RECORDS FOR THIS TASK ::
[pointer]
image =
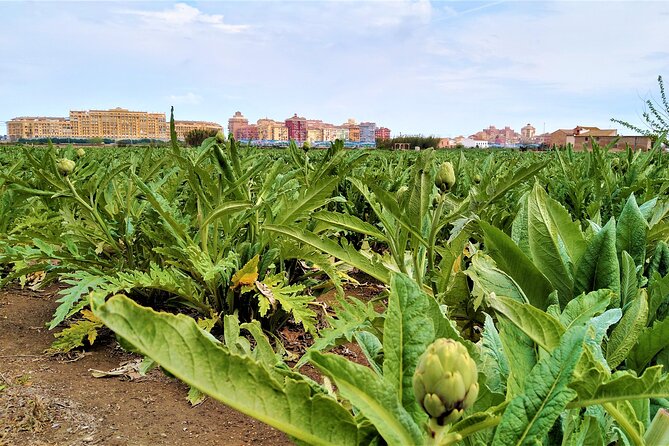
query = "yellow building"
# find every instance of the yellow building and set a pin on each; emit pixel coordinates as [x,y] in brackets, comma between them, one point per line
[329,132]
[117,123]
[38,127]
[279,132]
[314,135]
[183,127]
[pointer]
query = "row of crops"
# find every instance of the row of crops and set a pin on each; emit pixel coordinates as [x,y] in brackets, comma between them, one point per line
[526,294]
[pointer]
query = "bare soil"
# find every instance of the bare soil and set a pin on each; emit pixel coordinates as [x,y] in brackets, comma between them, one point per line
[47,400]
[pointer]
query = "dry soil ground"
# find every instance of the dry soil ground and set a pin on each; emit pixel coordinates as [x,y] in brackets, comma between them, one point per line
[46,400]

DIRECTIONS ::
State how many of the lines above contain the string "ground", with case counting. Give only the number.

REPLY TO THE EXERCISE ::
2